Look through the records below, and copy out every line that holds the string "white".

▶ **Data records**
= Beginning of Section =

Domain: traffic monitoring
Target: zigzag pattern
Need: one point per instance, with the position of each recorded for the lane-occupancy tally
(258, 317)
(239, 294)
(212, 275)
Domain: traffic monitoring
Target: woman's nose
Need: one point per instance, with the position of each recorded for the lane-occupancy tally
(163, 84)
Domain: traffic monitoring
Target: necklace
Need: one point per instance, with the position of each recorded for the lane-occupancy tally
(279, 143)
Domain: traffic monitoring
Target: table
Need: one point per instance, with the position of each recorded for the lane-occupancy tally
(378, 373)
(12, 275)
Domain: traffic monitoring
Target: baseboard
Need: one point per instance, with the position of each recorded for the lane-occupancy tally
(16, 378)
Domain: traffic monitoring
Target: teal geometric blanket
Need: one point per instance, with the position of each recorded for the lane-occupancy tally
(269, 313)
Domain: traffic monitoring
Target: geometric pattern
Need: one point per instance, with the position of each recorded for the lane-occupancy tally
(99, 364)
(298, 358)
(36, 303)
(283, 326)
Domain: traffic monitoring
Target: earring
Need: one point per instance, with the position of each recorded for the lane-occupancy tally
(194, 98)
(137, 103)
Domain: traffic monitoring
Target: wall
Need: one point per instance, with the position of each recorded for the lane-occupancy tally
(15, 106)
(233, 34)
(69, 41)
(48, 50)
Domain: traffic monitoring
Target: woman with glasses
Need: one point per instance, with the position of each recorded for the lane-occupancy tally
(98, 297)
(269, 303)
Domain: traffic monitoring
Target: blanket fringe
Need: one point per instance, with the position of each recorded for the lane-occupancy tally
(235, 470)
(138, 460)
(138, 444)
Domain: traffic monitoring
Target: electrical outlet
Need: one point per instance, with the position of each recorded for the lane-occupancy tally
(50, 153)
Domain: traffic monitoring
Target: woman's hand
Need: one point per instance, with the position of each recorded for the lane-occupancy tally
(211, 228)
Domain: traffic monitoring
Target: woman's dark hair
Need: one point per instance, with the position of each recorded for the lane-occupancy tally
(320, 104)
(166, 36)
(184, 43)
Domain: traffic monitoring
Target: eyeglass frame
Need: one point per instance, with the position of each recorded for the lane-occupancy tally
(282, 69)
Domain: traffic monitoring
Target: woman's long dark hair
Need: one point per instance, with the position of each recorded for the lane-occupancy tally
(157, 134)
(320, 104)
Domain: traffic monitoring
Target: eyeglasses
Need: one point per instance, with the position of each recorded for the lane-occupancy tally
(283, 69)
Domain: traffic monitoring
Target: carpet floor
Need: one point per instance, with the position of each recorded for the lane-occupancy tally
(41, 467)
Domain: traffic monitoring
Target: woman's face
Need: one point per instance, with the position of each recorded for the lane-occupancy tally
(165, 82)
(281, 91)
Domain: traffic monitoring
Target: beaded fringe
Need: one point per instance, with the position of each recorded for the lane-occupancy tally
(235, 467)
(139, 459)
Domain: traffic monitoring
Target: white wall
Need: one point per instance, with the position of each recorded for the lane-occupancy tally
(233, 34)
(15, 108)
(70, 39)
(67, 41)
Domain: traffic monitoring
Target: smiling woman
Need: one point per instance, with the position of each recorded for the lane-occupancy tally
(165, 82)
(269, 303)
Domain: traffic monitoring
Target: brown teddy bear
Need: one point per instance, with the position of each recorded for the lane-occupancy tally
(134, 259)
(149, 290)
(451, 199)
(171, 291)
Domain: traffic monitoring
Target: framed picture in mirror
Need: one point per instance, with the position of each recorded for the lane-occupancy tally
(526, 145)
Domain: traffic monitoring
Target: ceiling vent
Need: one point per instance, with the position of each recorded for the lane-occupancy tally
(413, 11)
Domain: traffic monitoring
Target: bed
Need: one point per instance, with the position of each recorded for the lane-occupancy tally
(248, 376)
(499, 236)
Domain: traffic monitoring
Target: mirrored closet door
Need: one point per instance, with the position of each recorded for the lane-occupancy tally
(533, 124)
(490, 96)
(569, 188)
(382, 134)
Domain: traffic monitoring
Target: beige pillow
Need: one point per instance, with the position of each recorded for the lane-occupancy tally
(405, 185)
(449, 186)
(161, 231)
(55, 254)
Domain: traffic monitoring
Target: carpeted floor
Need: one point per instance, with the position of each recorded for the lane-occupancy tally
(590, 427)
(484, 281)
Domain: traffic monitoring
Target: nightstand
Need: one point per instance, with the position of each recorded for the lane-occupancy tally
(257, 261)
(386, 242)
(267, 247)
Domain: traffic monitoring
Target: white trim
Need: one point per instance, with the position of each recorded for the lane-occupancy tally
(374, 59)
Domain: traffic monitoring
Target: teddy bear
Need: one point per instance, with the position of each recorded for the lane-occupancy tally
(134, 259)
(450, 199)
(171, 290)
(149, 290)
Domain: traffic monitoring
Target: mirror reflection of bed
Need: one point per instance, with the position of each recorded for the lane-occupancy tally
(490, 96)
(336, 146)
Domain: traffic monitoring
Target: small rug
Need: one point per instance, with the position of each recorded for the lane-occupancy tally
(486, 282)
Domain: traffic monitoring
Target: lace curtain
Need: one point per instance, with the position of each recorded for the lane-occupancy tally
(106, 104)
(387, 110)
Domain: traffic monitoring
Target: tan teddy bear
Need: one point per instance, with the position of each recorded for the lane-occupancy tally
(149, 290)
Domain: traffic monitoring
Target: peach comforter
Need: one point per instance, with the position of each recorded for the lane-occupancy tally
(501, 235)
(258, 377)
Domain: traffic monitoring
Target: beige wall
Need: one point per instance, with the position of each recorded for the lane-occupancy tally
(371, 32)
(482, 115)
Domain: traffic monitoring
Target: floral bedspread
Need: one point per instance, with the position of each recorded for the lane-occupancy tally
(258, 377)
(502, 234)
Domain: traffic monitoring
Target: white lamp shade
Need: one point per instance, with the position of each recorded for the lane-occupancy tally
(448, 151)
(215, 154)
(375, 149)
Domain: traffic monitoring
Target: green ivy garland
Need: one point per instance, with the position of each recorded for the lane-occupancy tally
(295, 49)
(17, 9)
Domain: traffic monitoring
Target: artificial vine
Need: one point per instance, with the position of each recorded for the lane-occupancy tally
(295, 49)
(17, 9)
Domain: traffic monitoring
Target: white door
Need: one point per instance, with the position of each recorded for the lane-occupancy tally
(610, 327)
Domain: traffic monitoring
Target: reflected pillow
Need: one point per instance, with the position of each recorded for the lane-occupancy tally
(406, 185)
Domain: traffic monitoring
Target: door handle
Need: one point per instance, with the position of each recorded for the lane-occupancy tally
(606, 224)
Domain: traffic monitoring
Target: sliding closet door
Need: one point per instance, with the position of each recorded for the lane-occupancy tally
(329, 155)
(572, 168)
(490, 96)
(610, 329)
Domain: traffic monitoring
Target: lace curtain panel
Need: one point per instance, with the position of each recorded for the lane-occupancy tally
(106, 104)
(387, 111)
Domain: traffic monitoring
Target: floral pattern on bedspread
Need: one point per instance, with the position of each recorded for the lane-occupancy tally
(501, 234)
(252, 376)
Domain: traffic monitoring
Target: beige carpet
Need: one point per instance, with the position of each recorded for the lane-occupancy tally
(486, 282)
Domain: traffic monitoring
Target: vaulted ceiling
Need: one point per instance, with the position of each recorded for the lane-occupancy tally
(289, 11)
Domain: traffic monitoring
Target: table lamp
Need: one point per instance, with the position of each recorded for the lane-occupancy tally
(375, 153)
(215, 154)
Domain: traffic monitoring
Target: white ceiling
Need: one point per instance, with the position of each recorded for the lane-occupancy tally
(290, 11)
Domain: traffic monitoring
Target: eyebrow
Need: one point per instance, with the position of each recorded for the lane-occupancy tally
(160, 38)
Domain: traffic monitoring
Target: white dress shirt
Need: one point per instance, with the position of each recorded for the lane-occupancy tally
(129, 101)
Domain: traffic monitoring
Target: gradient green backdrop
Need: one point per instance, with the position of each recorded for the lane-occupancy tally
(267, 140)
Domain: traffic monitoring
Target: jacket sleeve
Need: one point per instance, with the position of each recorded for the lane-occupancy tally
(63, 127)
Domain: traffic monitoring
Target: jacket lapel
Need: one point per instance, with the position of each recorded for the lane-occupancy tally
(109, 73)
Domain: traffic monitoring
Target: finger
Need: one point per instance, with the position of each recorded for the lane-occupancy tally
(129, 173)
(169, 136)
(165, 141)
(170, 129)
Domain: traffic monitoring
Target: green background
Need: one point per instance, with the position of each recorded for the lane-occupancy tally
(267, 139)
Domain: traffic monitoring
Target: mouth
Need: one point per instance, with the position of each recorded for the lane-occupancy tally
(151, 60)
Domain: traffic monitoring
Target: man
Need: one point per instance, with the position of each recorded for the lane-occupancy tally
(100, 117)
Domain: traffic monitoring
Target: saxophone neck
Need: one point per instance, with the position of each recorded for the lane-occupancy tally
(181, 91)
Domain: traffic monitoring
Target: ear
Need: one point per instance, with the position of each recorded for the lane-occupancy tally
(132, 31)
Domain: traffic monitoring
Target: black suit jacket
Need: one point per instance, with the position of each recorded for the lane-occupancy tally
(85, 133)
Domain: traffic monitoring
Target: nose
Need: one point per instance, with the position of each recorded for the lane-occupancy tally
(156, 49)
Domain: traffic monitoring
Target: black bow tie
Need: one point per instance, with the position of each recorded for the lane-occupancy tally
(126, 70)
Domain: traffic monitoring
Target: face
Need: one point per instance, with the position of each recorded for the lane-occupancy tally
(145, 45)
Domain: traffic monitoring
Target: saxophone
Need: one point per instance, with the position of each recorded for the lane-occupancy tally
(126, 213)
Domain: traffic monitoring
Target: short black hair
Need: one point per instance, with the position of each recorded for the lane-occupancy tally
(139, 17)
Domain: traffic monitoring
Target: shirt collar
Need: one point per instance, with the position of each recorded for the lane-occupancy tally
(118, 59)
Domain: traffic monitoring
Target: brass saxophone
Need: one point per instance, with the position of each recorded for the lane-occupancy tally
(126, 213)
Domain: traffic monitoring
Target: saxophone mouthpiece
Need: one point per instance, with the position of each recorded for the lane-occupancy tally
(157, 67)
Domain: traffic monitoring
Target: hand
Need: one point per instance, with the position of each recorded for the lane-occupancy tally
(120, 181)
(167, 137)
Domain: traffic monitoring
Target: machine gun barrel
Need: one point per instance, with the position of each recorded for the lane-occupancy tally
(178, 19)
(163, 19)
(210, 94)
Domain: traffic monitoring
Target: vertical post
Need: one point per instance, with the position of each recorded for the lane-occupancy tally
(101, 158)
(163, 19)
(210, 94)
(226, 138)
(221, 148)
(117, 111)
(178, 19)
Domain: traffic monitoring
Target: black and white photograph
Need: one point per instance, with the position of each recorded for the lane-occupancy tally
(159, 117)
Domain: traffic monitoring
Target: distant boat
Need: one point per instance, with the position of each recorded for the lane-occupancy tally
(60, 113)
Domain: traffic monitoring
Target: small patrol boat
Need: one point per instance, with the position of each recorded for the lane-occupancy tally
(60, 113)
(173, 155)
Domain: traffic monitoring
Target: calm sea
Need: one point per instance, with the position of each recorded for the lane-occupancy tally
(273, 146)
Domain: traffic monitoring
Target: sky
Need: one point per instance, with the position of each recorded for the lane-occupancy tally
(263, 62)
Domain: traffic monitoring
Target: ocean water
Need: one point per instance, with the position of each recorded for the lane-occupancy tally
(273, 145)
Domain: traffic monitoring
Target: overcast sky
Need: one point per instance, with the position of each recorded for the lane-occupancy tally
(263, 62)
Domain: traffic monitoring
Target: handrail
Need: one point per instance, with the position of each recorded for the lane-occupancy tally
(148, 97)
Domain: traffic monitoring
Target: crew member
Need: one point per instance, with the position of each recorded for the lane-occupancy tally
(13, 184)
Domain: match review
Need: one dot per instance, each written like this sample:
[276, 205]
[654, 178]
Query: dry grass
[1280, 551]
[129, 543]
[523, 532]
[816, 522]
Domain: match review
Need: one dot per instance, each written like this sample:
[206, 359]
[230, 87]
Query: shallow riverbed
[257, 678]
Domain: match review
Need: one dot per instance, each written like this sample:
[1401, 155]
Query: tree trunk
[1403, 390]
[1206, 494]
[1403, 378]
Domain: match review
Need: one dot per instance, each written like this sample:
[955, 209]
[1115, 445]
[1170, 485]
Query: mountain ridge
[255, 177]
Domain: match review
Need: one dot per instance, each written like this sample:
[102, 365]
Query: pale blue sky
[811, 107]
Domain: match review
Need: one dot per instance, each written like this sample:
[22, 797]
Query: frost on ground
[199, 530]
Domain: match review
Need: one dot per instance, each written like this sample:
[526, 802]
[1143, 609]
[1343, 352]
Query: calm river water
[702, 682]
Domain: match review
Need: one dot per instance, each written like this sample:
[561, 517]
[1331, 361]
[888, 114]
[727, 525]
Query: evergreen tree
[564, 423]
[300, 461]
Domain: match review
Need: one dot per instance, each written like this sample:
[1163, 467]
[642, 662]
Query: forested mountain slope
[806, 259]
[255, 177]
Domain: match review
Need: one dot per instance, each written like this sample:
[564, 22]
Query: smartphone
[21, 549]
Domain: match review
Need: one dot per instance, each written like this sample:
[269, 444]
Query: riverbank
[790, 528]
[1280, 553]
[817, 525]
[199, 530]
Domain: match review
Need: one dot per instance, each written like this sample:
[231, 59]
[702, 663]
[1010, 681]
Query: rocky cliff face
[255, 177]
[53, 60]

= End of Section =

▶ **Written solution**
Target: white wall
Target: white trim
Target: white lamp shade
Target: white door
Target: white ceiling
Target: white dress shirt
Target: black and white photograph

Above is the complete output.